* **Activity**:
Answer these from the article below on the extreme male brain theory of autism:
(a) From whose theory is the extreme male brain idea said to be born, and what is that theory called?
(b) What is the name of the test in which subjects guess the state of mind of a fictional character?
(c) What kind of correlation between empathizing and systemizing does the critique say research shows?

* **Selected extract**:
=====
What Is the ‘Extreme Male Brain’ Theory of Autism?

Autism is a condition characterized by difficulty communicating, low empathy and ’emotional IQ’ and sometimes ‘restricted and repetitive behavior’. It is a spectrum disorder, meaning that it is not ‘binary’ but can instead be experienced to varying degrees. Asperger’s Syndrome for instance is best described as a ‘mild’ case of autism where patients might experience difficulty interacting with others despite otherwise normal abilities in terms of communication and learning.

There are many theories as to what might cause autism but one interesting explanation is known as ‘extreme male brain’. Here we will look at how this idea attempts to explain the condition and whether or not it likely paints an accurate portrayal of the mental health disorder.

What Is Extreme Male Brain?

The ‘extreme male brain’ theory of autism is an idea that is born out of Simon Baron-Cohen’s (Sacha Baron-Cohen’s brother!) ’empathizing-systemizing theory’.

The general idea behind ’empathizing-systemizing’ theory is that all of us have a tendency either more towards empathizing and viewing things through an emotional lens, or ‘systemizing’ and categorizing information and data logically.

Those who systemize are more likely to perform well in math tasks and to take a more coldly logical approach to the world around them. Meanwhile, those who empathize are more likely to view the world emotionally, to understand the motivations of others and to be artistic and verbal in their expression.

Interestingly, these traits can be thought of as being either male or female – with systemizing being typically a more male approach and empathizing a more female approach. It is postulated that males are likely to be more ‘interested’ in systemizing, whereas females are more likely to be prone to ’empathizing’. In autism then, it is possible that sufferers have an extremely male approach, characterized very much by systemizing as opposed to empathizing.

This is tied closely to Baron-Cohen’s ‘theory of mind’ explanation, that describes autistic patients as lacking a working hypothesis through which to understand and analyze the behaviors of others. This has been demonstrated to be the case via the ‘Sally-Anne Test’ in which subjects have to make guesses regarding the state of mind of a fictional character; those with autism give atypical and incorrect responses when describing the mental state and motivations of others (1).

It has even been suggested that these differences in approach (systemizing versus empathizing) are the result of fetal exposure to testosterone. Higher amounts of fetal testosterone appear to predict higher scores on the ‘systemizing quotient’ and lower scores on the ’empathy quotient’. All this could also explain why autism is also more common in males.

A Critique of the Theory

While extreme male brain is an interesting theory, there are several problems with it as well as with the ’empathizing/systemizing’ approach more generally.

For one, it can be noted that boys and girls develop in similar ways when it comes to their emotional capabilities. Research also shows a relatively weak negative correlation between empathizing and systemizing – in other words, being good at empathizing does not necessarily mean you will be ‘bad’ at systemizing (2).

It has also been pointed out that the empathizing and systemizing both describe a wide range of different skills rather than single skills and that these skills will not always occur together. In other words, someone might have a good understanding of the emotions of others but not a strong response to them. Likewise, they might be very good at math but not highly organized.

Moreover, ‘extreme male brain theory’ does not really explain how autism might develop or what the underlying structural/neurochemical causes could be. Essentially, it amounts to a unique way of looking at autism – and the male brain – that is imperfect as an analogy.
=====
* **Material supplied**:

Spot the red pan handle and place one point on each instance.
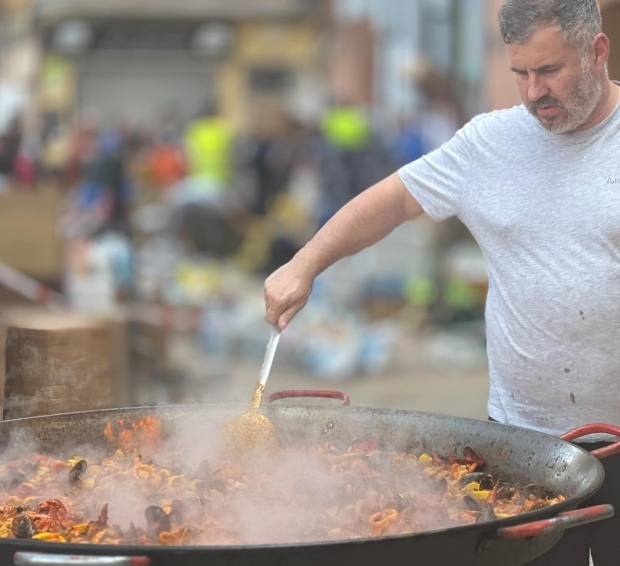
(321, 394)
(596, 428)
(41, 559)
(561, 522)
=====
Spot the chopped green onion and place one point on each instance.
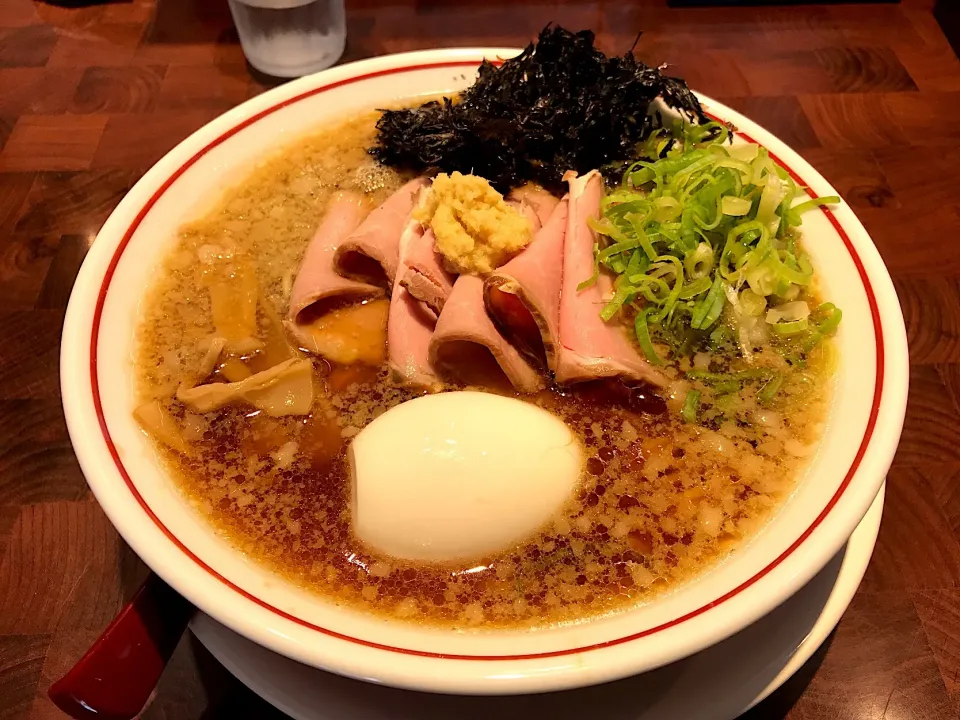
=====
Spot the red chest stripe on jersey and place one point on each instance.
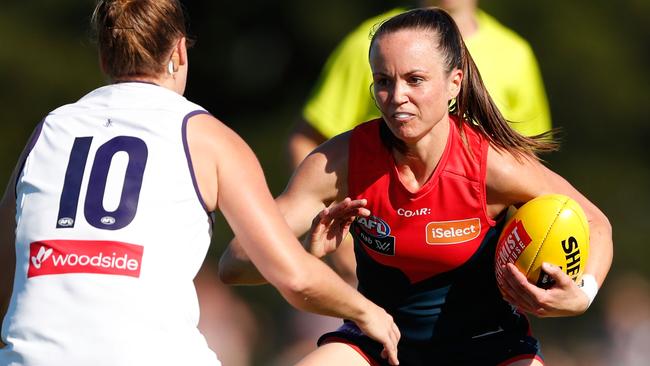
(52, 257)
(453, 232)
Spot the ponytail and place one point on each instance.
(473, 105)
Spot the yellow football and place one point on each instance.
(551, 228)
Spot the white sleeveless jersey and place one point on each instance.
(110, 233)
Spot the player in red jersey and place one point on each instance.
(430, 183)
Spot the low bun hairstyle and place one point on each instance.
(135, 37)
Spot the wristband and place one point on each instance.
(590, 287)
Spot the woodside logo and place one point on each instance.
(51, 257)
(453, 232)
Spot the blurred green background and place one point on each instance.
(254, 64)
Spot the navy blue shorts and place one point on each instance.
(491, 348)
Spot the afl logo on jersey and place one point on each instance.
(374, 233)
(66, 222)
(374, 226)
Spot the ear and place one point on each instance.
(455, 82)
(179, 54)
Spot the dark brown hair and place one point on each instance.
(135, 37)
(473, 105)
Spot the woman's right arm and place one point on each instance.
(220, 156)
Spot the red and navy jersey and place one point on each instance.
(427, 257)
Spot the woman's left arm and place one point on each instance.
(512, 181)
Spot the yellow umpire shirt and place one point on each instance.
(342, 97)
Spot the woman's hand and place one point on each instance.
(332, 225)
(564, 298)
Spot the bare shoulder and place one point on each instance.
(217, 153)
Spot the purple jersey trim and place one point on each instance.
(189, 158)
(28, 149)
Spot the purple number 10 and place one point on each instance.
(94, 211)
=====
* **Response area**:
(a) Simon Baron-Cohen's empathizing-systemizing theory.
(b) The Sally-Anne Test.
(c) A relatively weak negative correlation.